EXCERPT PROVIDED =

--- begin ---

# Coolant flush



## thygreyt (Jun 7, 2009)

i just realized i NEED to do a coolant flush... i have 72k miles, and thats the one item i havent tackled.

the coolant still looks good and all, but im anal, and i want it flushed.

does anyone know how? bentley says basically to drain, and refill.

i just dont know where the best drain point is... 

oh, i'll do a DIY for the rest once i do it.


----------



## Zaytri (Mar 3, 2009)

I saved this from I'm not sure what website.. but it was for the 2.5....


Open the drain on the bottom of lower radiator hose where it connects to the radiator.

Let it drain out

Start the car and put a hose in your coolant ball and let it cycle through until the liquid coming out of the drain is 100% clear water

Turn hose off

When water stops flowing out freely, shut valve

Fill coolant ball with coolant/water mixture until full


----------



## thygreyt (Jun 7, 2009)

Zaytri said:


> I saved this from I'm not sure what website.. but it was for the 2.5....
> 
> 
> Open the drain on the bottom of lower radiator hose where it connects to the radiator.
> ...


thats exactly what i fodun with a search, but i wanted the input from others who i think have done this.

--- end ---

WRITTEN REQUEST 1 = In the coolant flush thread, how many miles does the first poster say the car has?

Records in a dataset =

--- begin ---

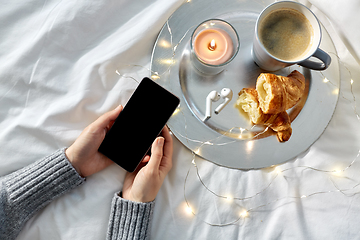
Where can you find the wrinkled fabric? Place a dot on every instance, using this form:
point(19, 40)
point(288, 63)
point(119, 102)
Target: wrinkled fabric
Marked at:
point(63, 64)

--- end ---

WRITTEN REQUEST 2 = Rewrite the records with "fabric" swapped for "cloth" everywhere, changing nothing else, and leave the pictures out.

EXPECTED ANSWER 1 = 72k miles.

EXPECTED ANSWER 2 =
Where can you find the wrinkled cloth? Place a dot on every instance, using this form:
point(19, 40)
point(288, 63)
point(119, 102)
Target: wrinkled cloth
Marked at:
point(63, 64)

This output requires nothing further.